(QUOTED TEXT)

To qualify for the passing title, a QB needs to throw 224 passes (14 per scheduled game). If you make that your threshold, Warner had the 17th-best completion rate ever. The Top 5:

HIGHEST SINGLE-SEASON COMPLETION RATES THROUGH 1999

Year Quarterback, Team Att Comp Pct
1982 Ken Anderson, Bengals 309 218 70.6
1994 Steve Young, 49ers 461 324 70.3
1989 Joe Montana, 49ers 386 271 70.2
1993 Troy Aikman, Cowboys 392 271 69.1
1993 Steve Young, 49ers 462 314 68.0

Minimum: 224 passes.

(Note: The schedule was only nine games in ’82 because of a player strike.)

Again, Warner had a sensational season, especially when you consider his 41 touchdown passes, 109.2 rating and Disneyesque backstory as a former Arena Leaguer. But making the cutoff 224 attempts, the league standard, instead of 450 tones down the idolatry a little — which is what statistical research is supposed to do.

(ENTRIES SHOWN)
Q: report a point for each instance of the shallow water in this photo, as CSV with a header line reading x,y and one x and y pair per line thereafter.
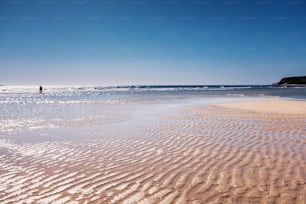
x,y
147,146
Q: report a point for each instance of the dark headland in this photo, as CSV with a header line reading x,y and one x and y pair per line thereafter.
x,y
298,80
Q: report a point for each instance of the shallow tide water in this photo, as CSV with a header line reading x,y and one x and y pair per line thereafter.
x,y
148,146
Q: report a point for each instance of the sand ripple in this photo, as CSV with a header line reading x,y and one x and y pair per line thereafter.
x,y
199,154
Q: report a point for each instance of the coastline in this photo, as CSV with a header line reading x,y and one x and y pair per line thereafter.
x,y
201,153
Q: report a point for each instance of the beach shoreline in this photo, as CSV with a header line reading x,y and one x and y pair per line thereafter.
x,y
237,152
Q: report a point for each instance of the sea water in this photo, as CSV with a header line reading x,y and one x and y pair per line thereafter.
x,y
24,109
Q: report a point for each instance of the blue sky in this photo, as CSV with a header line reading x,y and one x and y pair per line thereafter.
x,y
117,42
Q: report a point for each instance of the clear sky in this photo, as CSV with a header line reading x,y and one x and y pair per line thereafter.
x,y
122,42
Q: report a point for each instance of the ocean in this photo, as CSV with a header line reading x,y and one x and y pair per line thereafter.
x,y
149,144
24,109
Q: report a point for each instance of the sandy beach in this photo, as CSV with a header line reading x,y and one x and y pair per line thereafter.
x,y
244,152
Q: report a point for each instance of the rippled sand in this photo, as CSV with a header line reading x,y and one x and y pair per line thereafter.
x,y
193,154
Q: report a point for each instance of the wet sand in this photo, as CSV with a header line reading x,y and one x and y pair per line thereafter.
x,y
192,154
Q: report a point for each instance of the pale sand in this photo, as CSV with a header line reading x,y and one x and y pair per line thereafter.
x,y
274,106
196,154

(INSTRUCTIONS)
- 1) According to the passage on quarterback completion rates, how many passes must a quarterback throw to qualify for the passing title?
- 2) Please translate this sentence from the passage on quarterback completion rates into Spanish: "To qualify for the passing title, a QB needs to throw 224 passes (14 per scheduled game)."
- 3) Carry on the passage on quarterback completion rates from its final sentence.
The material comes from a different source than the passage on quarterback completion rates.

(OUTPUTS)
- 1) 224 passes, which is 14 per scheduled game.

- 2) Para optar al título de pases, un quarterback necesita lanzar 224 pases (14 por partido programado).

- 3)
Of course, 17th doesn’t sound nearly as good as “third-best . . . ever.” But what are you gonna do? It’s one thing to ignore Frank Filchock’s 111.6 passer rating for the 1939 Redskins because it isn’t “modern” — even though, coupled with his 413 rushing yards (ninth in the league), it was one of the most amazing years in NFL history. But when you disqualify seasons by recent Hall of Famers like Steve Young, Joe Montana and Troy Aikman because they fall short of some arbitrary minimum (450 attempts – and not a pass less!), that’s when I’m going to pipe up.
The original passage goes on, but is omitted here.